Prompt a:
Output the passage of the forum thread below on empty council houses that runs between "A lot of offers" and "a better measure.", inclusive, reproducing it word for word.

Selected excerpt:
————————

# 3,600 social houses lying empty



## Brendan Burgess (22 Oct 2018)

*https://www.newstalk.com/Thousands-of-council-homes-lying-vacant-as-housing-crisis-rolls-on
*
_More than 3,600 council houses are lying empty in the midst of the housing crisis.
...

The latest NOAC Performance Indicator Report found that it took an average of 28.9 weeks to re-let a council home in 2017 – down from an average of 33 weeks in 2016._


----------



## Steven Barrett (22 Oct 2018)

29 weeks to re-let a council house, down from 33 weeks!!! 

Part of the problem with the public sector is a lack of commercial experience. Most people in the public service are career public servants. They are always spending other people's money and when it is the State's money, there are no direct consequences of being over budget. How can any council be happy with it taking over 6 months to get a house ready for re-let?


----------



## Brendan Burgess (22 Oct 2018)

It would be interesting to find out why. 

A lot of offers of council houses are refused.  I presume that the offer is left open for some time. 

There may also be some outliers - houses which no one wants which bump up the average.

The median time empty would be a better measure.

Brendan


----------



## cremeegg (22 Oct 2018)

Please don’t derail another thread by dragging in your, of itself interesting , idea for re launching public housing. 



TheBigShort said:


> Houses are allocated on need - LA's are primarily focused on the need of homeless and those on waiting lists.

————————

Prompt b:
Pick out each line of the rows below that contains the word "beach", and copy those lines unchanged.

Stored records:
————————

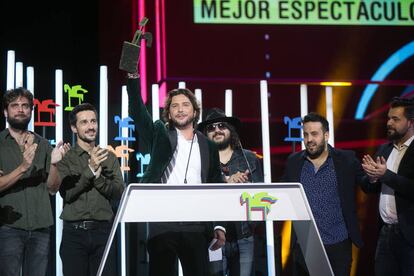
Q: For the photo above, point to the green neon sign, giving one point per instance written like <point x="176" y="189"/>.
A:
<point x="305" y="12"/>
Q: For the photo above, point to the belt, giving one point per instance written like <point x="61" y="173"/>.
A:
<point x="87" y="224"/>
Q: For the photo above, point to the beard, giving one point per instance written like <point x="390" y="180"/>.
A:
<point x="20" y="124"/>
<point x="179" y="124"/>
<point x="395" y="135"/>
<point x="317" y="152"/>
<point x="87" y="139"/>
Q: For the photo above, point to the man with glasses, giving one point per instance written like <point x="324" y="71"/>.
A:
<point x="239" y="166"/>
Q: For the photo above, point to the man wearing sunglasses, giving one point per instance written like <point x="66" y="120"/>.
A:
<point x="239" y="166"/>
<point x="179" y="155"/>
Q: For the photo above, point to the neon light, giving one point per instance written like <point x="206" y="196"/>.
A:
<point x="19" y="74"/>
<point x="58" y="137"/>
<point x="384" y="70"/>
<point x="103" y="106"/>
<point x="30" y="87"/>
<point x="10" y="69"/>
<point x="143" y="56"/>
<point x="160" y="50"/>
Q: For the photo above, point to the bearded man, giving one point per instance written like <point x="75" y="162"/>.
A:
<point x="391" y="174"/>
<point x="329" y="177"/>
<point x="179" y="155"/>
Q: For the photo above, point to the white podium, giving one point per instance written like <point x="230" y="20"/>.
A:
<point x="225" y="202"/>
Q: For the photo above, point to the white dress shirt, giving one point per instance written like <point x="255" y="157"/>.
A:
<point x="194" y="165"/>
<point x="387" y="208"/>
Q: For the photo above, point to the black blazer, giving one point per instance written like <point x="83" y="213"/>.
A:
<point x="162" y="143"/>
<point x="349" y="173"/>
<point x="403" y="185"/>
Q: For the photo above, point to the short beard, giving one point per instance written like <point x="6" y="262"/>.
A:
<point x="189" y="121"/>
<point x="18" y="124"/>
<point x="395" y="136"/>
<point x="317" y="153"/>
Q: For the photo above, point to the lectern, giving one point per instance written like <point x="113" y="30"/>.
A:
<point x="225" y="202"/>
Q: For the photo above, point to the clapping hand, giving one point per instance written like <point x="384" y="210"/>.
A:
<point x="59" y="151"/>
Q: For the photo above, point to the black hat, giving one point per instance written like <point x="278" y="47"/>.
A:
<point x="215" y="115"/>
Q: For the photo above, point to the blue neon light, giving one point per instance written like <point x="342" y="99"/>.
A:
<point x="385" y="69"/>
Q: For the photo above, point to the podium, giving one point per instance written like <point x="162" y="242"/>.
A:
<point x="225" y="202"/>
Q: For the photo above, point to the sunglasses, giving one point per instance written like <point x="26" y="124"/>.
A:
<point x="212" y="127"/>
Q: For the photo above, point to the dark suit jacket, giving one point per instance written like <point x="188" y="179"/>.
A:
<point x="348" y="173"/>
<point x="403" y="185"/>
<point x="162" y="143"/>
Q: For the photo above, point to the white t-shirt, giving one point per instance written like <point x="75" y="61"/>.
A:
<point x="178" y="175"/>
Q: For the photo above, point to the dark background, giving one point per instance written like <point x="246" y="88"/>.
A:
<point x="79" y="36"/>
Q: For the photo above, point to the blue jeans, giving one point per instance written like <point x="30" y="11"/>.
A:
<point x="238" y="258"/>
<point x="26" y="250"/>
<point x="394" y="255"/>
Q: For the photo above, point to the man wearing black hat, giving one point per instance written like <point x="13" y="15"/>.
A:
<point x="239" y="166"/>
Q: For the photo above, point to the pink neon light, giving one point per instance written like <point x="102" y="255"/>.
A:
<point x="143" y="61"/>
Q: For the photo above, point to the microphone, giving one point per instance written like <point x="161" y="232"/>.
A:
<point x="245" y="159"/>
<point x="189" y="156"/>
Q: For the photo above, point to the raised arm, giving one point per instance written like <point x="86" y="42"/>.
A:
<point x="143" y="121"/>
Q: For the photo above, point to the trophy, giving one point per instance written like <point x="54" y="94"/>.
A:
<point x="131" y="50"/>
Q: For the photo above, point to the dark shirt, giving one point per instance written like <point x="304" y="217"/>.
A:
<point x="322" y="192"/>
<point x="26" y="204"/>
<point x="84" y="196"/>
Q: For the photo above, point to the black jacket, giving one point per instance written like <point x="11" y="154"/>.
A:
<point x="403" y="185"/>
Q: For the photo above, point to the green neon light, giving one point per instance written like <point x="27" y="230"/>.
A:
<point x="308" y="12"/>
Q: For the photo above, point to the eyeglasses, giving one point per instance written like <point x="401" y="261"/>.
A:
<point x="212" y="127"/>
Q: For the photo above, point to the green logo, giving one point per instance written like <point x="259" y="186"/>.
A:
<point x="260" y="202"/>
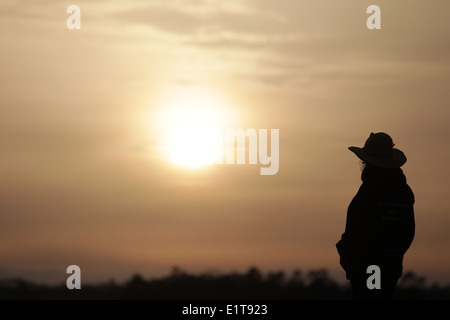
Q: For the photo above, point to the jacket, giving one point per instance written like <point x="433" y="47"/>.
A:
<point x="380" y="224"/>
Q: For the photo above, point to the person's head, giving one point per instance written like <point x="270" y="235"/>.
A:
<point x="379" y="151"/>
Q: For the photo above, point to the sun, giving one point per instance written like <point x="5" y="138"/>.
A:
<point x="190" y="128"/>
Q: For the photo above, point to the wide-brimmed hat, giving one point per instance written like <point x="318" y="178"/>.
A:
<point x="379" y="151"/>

————————

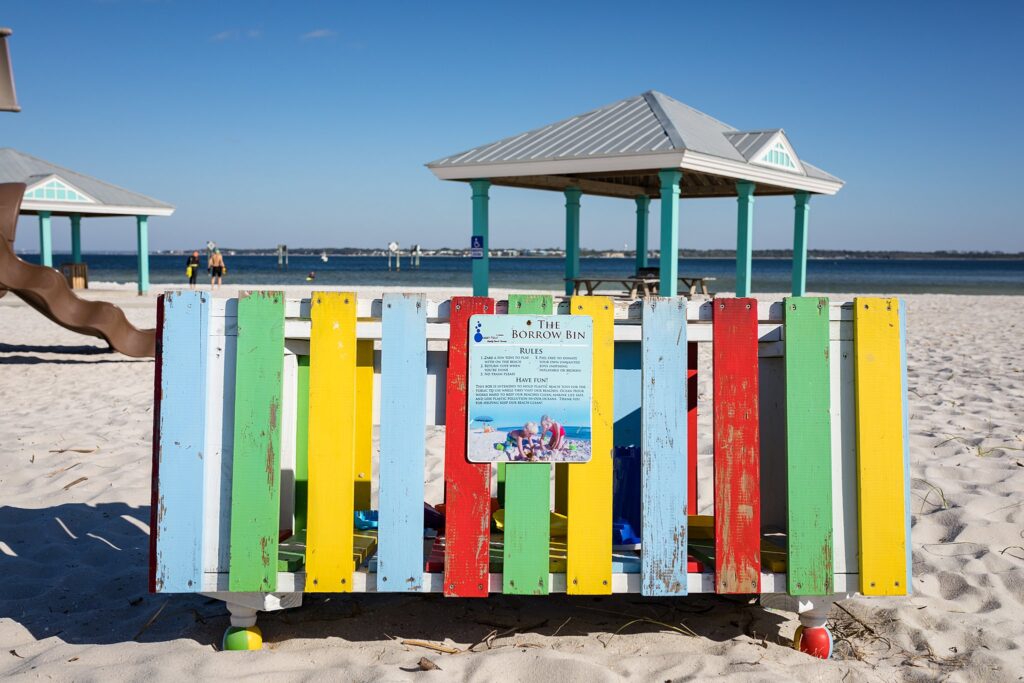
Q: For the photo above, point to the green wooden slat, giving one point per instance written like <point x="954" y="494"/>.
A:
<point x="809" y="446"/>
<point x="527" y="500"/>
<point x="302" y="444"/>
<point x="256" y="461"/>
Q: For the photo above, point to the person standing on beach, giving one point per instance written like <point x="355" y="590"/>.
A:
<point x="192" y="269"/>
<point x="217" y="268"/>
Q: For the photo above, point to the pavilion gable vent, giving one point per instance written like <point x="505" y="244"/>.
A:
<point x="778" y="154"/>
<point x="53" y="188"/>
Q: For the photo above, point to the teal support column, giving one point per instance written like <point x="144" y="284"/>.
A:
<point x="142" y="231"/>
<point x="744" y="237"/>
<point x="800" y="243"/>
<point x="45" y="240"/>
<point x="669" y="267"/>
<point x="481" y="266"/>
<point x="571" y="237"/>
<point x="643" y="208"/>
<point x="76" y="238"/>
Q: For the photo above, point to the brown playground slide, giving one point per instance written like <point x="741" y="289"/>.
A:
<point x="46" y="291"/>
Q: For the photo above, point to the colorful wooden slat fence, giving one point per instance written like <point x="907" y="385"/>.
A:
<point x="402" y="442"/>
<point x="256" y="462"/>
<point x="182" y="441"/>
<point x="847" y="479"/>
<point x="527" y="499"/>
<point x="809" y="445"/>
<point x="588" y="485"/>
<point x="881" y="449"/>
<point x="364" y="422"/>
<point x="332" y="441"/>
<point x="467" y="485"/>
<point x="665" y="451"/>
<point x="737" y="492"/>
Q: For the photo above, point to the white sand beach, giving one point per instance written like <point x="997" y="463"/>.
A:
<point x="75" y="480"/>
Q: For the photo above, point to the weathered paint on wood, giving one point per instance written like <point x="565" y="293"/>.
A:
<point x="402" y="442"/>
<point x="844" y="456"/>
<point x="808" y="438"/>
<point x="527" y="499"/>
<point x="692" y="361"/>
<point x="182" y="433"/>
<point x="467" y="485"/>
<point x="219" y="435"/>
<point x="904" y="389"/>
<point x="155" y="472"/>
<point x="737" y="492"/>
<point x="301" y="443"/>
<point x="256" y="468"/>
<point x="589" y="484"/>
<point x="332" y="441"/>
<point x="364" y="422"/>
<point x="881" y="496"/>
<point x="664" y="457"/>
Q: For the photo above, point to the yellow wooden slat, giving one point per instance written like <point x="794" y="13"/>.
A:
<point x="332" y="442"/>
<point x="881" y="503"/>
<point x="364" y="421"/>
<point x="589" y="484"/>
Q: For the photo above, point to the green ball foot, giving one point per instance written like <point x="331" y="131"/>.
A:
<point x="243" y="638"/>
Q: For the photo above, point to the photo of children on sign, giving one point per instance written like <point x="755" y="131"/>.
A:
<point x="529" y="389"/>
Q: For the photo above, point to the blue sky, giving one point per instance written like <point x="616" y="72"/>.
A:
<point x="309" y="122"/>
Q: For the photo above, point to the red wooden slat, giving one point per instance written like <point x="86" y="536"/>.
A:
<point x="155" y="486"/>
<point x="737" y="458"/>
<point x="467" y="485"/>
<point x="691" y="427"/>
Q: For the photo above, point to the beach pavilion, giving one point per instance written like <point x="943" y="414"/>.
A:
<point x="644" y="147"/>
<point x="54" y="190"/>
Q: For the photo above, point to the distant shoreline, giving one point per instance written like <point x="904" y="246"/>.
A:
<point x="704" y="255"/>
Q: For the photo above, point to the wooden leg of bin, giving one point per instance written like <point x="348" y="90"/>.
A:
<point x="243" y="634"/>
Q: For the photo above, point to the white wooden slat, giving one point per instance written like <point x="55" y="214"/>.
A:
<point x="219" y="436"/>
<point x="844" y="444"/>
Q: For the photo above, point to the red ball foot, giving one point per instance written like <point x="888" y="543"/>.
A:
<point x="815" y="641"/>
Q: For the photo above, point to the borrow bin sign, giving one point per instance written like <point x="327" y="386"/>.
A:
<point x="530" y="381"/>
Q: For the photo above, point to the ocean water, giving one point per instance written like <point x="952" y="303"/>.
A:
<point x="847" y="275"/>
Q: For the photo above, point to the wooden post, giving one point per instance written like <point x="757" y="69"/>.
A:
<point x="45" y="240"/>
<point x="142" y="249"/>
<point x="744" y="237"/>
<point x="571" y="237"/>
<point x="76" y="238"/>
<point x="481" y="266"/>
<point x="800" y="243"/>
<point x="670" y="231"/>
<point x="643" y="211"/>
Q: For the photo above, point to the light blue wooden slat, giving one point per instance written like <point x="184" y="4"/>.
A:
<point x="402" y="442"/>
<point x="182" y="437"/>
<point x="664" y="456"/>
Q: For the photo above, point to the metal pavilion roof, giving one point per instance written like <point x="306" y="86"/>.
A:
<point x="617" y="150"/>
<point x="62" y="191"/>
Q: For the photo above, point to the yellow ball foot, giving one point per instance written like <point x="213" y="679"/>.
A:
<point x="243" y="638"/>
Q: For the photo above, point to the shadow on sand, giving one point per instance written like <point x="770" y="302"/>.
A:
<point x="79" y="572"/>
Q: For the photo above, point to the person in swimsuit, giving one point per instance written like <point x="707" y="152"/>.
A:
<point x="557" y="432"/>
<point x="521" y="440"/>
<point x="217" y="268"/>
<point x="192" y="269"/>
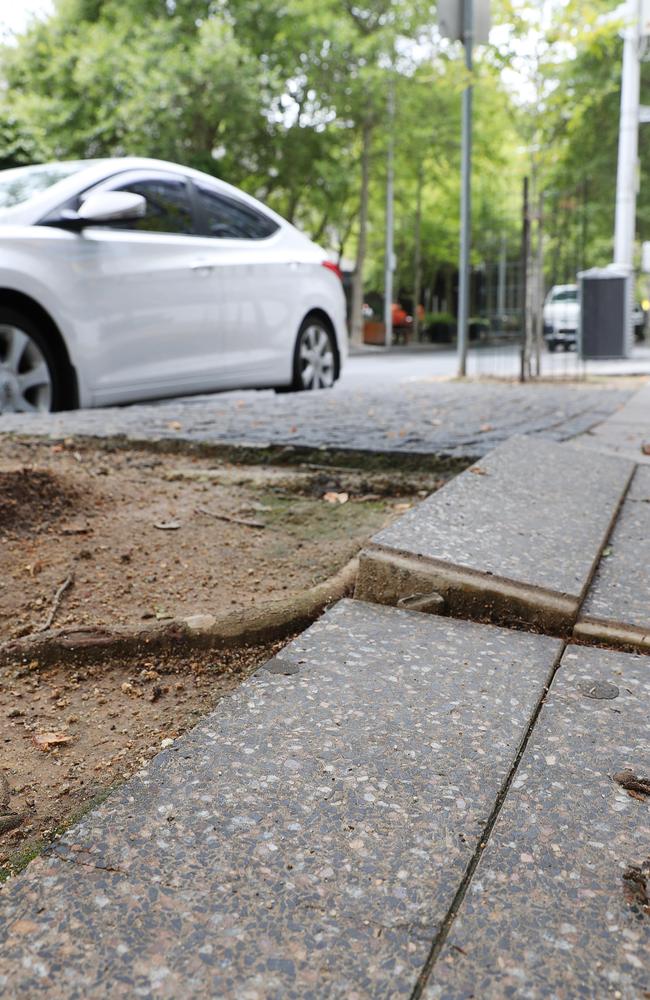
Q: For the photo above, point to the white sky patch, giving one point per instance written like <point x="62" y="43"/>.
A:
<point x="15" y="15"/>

————————

Worked answer a:
A lot of offers of council houses are refused.  I presume that the offer is left open for some time. 

There may also be some outliers - houses which no one wants which bump up the average.

The median time empty would be a better measure.

Worked answer b:
Q: For the photo above, point to the person standing on beach, giving one point per instance written like <point x="355" y="590"/>.
Q: For the photo above, point to the white sand beach, giving one point per instance written like <point x="997" y="463"/>.
Q: For the photo above, point to the beach pavilion, giving one point per instance written like <point x="943" y="414"/>.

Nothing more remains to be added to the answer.